Gather every line of the listing below that contains the string "detector", and copy each one.

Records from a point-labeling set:
%%
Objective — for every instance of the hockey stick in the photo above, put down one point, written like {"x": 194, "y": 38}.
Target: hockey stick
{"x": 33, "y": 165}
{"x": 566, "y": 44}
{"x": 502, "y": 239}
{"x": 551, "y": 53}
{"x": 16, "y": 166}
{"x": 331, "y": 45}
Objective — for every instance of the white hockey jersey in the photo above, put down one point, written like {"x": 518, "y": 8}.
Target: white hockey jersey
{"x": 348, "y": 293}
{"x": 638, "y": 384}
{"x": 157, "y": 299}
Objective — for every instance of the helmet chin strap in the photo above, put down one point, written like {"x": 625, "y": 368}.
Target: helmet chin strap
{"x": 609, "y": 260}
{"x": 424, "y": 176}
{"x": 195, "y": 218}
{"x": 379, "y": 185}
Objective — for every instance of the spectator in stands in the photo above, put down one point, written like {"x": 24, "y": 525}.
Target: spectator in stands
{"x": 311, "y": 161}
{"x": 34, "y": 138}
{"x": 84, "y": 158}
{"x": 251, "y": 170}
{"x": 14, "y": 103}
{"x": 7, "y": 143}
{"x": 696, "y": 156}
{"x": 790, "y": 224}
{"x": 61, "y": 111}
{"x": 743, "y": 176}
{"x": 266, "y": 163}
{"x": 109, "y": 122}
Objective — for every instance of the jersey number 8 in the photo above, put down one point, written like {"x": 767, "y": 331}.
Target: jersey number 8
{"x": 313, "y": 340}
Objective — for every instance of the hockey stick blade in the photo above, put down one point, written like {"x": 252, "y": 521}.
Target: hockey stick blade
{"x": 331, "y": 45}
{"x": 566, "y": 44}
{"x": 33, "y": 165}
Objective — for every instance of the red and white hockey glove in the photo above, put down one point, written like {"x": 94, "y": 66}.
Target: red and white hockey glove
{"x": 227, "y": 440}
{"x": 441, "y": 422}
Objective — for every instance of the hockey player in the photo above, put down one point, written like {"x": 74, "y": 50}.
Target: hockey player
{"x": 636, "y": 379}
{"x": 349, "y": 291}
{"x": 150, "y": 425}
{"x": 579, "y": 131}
%%
%%
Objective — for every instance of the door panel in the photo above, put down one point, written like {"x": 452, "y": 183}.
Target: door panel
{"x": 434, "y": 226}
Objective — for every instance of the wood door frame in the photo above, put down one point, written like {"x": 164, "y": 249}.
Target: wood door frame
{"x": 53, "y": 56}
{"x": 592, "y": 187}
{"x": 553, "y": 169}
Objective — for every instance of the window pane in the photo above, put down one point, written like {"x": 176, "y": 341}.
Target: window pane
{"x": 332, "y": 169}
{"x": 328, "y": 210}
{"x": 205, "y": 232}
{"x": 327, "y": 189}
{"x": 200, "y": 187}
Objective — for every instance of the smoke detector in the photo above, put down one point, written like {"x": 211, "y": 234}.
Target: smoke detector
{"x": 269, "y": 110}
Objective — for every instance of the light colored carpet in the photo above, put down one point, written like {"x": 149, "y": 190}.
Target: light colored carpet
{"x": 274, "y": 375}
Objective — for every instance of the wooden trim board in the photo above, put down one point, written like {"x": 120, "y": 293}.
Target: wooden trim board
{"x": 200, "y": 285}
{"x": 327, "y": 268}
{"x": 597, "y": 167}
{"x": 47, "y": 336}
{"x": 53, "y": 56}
%%
### REPLY
Objective — for every instance of the smoke detector in the photo above, put down one point, written like {"x": 211, "y": 234}.
Target: smoke detector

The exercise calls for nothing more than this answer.